Input
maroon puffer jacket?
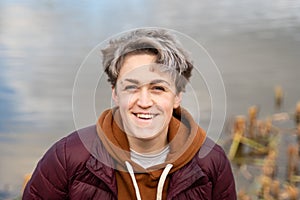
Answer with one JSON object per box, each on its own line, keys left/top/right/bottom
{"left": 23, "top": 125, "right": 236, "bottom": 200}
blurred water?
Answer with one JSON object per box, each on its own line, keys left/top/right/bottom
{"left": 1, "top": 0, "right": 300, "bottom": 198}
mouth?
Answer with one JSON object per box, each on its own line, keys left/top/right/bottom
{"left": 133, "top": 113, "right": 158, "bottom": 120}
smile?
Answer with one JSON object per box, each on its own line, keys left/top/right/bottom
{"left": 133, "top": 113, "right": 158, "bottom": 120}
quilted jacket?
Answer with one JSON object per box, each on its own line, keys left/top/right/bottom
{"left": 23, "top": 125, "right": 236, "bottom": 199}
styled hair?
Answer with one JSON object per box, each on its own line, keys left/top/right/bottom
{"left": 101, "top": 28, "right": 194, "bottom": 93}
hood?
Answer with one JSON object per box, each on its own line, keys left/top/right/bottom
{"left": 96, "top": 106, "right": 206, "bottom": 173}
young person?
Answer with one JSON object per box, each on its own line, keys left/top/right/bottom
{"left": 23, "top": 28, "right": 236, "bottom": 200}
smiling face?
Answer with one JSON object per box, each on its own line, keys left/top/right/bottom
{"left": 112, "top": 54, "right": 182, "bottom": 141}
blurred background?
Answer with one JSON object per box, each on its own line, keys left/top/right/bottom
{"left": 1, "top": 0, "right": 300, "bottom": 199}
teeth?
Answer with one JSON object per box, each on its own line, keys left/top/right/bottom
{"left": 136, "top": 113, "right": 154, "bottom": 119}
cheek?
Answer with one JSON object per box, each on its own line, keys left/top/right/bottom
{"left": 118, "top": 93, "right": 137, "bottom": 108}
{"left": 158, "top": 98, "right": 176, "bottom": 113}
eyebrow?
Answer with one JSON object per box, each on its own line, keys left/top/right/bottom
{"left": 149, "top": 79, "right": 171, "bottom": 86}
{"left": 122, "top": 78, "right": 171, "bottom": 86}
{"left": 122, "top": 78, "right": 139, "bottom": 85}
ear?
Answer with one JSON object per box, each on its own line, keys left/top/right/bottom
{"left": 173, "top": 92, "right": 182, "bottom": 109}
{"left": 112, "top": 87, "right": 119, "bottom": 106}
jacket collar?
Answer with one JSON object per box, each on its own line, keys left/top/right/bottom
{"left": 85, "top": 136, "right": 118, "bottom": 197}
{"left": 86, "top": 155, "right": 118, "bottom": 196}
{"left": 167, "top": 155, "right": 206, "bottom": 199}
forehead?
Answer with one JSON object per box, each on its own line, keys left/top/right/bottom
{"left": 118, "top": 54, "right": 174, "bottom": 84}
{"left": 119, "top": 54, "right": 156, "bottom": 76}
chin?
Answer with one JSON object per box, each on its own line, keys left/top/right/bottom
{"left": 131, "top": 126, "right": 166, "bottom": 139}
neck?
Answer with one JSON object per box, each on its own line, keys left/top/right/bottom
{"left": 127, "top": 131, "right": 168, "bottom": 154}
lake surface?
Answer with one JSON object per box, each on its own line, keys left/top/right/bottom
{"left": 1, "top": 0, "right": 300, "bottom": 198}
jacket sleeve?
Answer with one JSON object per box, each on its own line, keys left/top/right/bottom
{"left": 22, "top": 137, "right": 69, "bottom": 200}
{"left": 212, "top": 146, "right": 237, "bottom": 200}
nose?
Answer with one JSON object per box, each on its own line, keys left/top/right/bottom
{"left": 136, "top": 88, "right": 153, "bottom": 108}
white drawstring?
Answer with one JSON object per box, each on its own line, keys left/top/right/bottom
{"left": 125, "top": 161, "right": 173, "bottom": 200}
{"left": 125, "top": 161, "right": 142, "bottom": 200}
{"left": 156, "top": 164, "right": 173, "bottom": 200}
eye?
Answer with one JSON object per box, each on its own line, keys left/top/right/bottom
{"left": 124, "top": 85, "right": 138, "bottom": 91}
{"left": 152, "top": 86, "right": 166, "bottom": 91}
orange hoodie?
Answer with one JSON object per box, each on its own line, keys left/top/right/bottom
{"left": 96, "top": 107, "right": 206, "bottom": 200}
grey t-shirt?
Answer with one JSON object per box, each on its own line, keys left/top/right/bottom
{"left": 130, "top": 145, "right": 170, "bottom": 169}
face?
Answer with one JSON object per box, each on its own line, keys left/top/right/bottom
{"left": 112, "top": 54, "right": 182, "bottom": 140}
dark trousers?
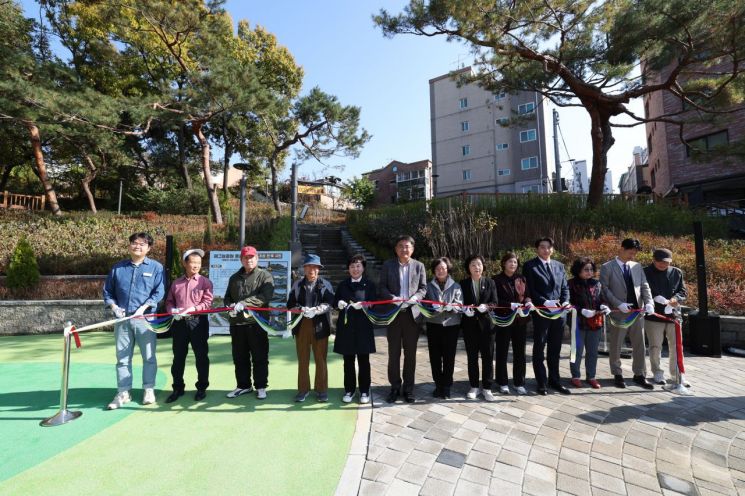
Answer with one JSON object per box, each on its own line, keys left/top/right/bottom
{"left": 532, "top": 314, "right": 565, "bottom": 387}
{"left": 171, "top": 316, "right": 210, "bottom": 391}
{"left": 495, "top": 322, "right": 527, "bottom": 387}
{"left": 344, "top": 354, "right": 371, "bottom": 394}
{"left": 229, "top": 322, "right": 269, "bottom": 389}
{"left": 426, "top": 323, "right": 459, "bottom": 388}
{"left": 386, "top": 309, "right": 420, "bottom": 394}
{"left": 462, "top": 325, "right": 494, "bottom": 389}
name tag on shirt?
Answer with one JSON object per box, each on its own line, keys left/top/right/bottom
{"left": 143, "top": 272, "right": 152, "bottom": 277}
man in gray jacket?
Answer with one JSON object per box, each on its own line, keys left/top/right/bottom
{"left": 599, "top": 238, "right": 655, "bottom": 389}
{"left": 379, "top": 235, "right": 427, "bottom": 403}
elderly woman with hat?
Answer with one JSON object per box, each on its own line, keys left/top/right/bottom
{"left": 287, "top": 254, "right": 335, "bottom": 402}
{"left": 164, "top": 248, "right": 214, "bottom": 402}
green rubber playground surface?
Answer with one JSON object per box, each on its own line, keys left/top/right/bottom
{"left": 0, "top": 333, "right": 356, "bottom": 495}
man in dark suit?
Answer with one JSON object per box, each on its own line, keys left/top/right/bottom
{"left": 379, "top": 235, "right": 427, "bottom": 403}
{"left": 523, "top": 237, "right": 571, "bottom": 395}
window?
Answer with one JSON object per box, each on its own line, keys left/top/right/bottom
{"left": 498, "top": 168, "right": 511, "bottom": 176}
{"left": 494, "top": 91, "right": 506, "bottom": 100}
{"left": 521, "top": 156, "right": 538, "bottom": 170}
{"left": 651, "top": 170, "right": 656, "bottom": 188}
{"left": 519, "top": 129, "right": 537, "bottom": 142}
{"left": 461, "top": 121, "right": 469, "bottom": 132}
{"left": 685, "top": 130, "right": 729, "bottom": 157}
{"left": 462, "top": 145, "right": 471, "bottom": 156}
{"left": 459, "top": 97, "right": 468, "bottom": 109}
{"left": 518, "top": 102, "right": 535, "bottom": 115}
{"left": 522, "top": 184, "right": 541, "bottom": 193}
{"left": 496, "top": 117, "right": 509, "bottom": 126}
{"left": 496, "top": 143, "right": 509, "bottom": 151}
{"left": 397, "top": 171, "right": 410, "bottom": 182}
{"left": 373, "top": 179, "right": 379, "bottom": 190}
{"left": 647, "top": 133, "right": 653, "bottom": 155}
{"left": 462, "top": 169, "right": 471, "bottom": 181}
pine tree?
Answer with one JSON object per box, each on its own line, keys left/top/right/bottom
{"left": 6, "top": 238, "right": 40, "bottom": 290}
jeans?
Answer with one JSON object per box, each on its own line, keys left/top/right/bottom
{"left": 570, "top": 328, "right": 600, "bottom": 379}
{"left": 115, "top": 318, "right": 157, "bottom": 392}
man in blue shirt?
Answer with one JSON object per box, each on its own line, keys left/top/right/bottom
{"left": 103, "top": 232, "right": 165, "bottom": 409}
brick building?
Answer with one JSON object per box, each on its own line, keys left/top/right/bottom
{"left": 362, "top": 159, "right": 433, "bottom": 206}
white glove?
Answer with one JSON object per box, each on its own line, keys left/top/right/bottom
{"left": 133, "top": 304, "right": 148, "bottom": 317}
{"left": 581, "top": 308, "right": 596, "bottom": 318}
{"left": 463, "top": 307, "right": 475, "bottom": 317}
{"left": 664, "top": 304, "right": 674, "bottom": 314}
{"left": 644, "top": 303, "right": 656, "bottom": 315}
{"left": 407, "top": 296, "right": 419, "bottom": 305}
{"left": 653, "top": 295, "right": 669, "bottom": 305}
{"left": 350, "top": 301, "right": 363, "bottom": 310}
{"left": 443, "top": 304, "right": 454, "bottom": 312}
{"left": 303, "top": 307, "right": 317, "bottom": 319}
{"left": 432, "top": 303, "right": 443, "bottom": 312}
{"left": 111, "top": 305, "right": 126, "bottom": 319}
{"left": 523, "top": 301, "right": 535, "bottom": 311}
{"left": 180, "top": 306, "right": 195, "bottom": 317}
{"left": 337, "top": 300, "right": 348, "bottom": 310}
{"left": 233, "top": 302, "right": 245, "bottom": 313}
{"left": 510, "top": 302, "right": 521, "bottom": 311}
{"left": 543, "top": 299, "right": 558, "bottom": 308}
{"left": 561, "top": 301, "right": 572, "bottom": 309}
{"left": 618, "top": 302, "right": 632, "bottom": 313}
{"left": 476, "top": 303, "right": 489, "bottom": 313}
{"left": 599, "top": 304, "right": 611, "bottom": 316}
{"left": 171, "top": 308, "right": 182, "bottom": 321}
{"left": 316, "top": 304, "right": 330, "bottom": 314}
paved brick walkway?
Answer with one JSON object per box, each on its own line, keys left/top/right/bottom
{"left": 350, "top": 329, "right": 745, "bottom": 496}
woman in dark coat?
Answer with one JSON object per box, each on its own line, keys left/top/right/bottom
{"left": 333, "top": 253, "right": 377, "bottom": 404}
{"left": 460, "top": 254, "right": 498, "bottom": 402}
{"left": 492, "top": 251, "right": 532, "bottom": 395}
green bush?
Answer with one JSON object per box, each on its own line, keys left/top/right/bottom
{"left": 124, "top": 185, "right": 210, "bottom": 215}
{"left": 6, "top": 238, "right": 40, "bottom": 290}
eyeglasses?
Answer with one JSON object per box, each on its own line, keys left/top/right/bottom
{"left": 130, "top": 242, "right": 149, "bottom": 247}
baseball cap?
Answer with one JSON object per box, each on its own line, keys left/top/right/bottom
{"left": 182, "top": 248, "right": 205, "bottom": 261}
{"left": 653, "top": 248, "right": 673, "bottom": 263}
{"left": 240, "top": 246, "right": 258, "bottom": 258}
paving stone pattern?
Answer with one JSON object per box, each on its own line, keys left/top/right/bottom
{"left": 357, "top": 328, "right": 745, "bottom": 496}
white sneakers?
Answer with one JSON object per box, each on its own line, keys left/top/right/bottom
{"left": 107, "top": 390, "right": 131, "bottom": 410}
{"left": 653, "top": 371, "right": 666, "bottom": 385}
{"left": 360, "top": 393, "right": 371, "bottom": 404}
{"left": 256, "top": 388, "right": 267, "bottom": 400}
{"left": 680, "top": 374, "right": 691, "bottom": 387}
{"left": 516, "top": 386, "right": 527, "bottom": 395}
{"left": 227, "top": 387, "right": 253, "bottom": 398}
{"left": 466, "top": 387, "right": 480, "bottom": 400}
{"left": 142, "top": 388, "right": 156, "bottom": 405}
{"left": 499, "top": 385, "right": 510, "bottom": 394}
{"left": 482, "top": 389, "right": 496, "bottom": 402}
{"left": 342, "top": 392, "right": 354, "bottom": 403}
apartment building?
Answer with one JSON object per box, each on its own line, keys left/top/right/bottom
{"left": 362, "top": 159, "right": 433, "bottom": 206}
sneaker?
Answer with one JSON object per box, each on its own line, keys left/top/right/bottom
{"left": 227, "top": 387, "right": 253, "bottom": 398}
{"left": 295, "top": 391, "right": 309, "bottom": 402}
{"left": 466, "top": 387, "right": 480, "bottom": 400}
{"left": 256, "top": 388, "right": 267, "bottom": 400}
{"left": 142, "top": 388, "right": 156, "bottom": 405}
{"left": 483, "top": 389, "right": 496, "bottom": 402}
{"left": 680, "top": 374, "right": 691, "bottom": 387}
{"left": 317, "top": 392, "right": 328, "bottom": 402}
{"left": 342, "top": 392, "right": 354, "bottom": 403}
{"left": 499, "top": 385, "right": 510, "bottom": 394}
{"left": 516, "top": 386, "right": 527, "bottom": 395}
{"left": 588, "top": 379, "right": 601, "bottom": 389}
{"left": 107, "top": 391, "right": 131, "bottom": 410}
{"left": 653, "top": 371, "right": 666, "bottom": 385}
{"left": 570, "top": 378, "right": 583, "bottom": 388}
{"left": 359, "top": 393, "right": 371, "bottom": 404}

Aim of the task
Return the opening line of the data above and every line after it up to and including the line that holds "blurred water?"; pictures stay out.

Output
maroon puffer jacket?
Answer with one JSON object per box, each on its own line, keys left/top/right/bottom
{"left": 23, "top": 125, "right": 236, "bottom": 200}
blurred water?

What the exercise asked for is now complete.